--- begin MATERIAL TO PROCESS ---

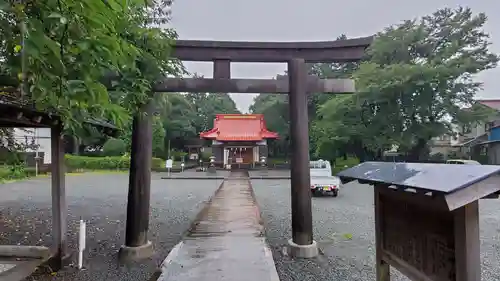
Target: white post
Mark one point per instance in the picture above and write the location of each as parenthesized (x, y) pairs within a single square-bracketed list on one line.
[(81, 243)]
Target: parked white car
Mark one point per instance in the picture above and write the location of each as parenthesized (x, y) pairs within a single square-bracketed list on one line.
[(322, 181)]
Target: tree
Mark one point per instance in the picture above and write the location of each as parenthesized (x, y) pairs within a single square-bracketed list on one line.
[(415, 82), (60, 49)]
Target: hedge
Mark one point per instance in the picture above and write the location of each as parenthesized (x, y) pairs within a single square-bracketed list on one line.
[(74, 162), (342, 164)]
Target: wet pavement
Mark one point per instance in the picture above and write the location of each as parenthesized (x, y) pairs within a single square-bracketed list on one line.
[(226, 242)]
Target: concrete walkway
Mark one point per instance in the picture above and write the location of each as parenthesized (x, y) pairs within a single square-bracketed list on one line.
[(226, 242)]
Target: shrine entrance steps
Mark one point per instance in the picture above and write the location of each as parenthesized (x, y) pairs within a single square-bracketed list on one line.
[(226, 241)]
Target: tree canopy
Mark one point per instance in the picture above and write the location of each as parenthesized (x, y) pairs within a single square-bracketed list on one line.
[(414, 84)]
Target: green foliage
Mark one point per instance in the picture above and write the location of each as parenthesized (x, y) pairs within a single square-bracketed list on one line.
[(114, 147), (70, 45), (205, 156), (15, 172), (414, 84), (179, 155), (104, 163), (342, 163)]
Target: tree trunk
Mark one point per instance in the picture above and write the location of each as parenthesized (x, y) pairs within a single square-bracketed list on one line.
[(418, 151)]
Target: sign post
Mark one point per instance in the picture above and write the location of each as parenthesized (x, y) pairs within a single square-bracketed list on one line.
[(168, 164)]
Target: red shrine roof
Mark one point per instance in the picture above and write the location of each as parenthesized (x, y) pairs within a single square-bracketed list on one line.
[(239, 127)]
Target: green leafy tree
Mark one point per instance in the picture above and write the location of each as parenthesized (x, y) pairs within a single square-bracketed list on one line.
[(413, 85), (114, 147)]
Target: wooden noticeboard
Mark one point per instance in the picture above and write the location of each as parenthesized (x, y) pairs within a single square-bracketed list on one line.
[(417, 240)]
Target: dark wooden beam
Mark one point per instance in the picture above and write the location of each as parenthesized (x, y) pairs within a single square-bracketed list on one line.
[(260, 86), (59, 206), (302, 226), (325, 51), (137, 245)]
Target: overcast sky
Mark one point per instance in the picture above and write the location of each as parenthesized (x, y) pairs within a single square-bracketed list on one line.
[(309, 20)]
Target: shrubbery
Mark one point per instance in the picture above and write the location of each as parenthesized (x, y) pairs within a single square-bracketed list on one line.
[(114, 147), (104, 163), (342, 163)]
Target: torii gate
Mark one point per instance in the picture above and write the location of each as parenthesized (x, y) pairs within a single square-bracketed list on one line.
[(222, 53)]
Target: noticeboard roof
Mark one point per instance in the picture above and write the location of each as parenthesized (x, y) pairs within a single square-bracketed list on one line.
[(442, 178)]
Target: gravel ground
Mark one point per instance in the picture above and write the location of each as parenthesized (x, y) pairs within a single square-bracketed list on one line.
[(100, 199), (335, 221)]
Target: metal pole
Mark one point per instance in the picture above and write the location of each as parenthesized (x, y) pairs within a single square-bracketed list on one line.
[(302, 230)]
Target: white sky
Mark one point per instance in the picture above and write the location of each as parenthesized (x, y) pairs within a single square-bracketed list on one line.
[(311, 20)]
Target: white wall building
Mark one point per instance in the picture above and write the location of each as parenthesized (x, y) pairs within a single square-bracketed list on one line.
[(40, 136)]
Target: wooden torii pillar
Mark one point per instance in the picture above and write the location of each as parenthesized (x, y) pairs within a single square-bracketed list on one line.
[(222, 53)]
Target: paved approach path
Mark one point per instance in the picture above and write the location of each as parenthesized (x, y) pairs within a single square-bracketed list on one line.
[(101, 200), (226, 242)]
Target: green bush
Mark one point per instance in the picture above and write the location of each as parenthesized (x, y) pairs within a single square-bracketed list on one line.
[(205, 156), (342, 164), (114, 147), (104, 163), (12, 172)]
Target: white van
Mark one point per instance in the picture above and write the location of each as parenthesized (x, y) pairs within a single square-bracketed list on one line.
[(463, 162), (322, 181)]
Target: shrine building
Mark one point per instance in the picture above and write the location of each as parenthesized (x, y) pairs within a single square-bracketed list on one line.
[(239, 139)]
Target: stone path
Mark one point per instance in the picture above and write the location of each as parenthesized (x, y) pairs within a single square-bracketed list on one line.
[(226, 242)]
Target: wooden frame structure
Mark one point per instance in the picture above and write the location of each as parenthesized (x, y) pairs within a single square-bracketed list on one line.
[(427, 217), (19, 116), (222, 53)]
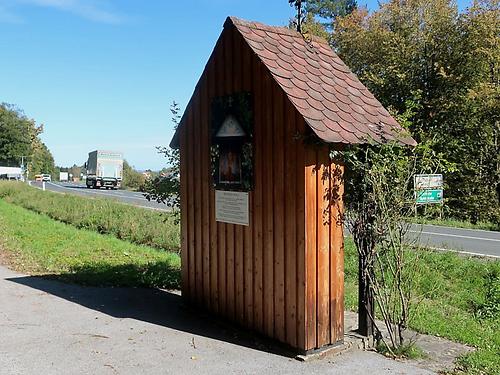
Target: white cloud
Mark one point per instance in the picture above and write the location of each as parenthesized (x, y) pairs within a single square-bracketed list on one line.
[(93, 10)]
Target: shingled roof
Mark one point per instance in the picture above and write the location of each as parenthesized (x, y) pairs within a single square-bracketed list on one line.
[(332, 100)]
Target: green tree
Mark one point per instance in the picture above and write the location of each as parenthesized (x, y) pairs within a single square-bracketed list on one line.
[(42, 161), (165, 188), (329, 10), (17, 135), (427, 55)]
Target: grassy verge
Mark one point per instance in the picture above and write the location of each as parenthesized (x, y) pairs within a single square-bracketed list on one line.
[(134, 224), (461, 301), (457, 223), (461, 296), (36, 244)]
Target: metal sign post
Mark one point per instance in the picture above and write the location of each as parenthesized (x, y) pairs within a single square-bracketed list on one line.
[(428, 189)]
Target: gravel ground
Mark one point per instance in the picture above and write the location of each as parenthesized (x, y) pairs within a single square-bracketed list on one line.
[(48, 327)]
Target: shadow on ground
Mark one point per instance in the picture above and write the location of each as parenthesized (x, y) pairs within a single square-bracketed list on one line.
[(154, 306)]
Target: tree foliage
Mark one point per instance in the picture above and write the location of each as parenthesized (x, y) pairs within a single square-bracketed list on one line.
[(165, 188), (379, 199), (42, 161), (18, 135), (19, 140)]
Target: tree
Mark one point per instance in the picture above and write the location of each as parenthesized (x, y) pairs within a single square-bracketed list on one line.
[(17, 135), (165, 188), (445, 64), (42, 161), (329, 10), (379, 200)]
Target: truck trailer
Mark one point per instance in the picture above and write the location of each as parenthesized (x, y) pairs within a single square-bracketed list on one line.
[(104, 169), (63, 176)]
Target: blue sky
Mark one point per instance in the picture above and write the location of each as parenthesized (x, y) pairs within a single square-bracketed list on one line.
[(101, 74)]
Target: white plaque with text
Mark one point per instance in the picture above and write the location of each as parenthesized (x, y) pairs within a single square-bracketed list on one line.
[(231, 207)]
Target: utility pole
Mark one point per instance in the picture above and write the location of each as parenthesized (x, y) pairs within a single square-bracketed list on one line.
[(25, 176)]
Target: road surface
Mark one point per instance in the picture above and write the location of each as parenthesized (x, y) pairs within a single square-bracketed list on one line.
[(469, 241), (125, 196), (48, 327)]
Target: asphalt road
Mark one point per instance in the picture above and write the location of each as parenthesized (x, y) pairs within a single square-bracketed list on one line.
[(468, 241), (48, 327), (125, 196)]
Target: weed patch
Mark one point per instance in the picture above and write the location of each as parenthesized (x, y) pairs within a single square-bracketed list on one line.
[(105, 216), (36, 244)]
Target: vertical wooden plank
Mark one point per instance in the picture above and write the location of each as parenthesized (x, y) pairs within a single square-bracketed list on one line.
[(301, 175), (198, 253), (279, 213), (205, 186), (258, 213), (268, 205), (230, 228), (323, 247), (221, 227), (290, 226), (337, 253), (247, 78), (191, 203), (214, 266), (239, 239), (311, 245), (184, 210)]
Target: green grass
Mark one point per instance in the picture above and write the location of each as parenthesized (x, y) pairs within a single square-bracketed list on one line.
[(36, 244), (105, 216), (457, 223), (461, 298)]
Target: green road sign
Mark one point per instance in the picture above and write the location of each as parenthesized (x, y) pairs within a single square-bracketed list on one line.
[(430, 196)]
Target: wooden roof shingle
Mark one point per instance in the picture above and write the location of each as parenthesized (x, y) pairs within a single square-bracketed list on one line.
[(331, 99)]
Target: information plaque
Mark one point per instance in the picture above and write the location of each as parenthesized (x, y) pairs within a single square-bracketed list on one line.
[(231, 207)]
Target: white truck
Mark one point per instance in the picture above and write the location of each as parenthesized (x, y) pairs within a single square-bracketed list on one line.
[(104, 169), (11, 173), (63, 176)]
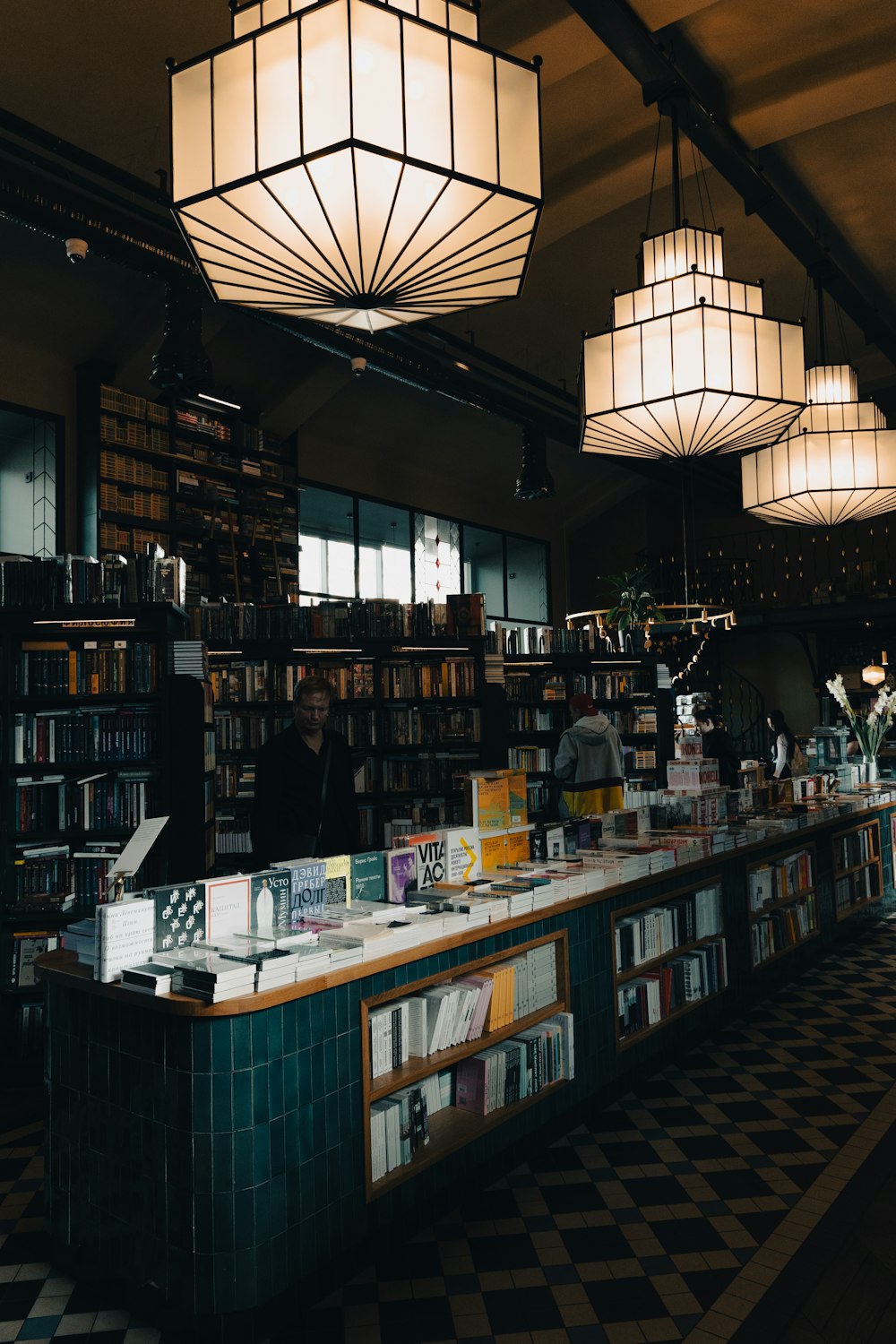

--- end MATERIAL TO PROCESS ---

▶ **TASK OBJECTIVE**:
Output the lines above exactly as they appear, from the line that contains "Target: overcast sky" through the line that contains "[(442, 178)]", including both of those lines.

▶ **THE OUTPUT**:
Target: overcast sky
Mark one point per instance in the picture above and write the location of each as parenthesized (x, y) pairs within a single square-bracketed list on one line.
[(309, 20)]
Target: shrubbery
Mark one point per instance in the picture above and write the location of each as parenthesized (x, y) pairs within a single square-bracketed list on one line.
[(114, 147), (104, 163), (342, 163)]
Target: torii gate
Mark one point per instance in the picture above and write the location of each as parenthesized (x, y) pairs within a single square-bracketed list on one line.
[(222, 53)]
Target: noticeboard roof
Mark one point per instance in the picture above and write the location of each as parenthesized (x, y) pairs within a single square-bracketed list on one line.
[(442, 178)]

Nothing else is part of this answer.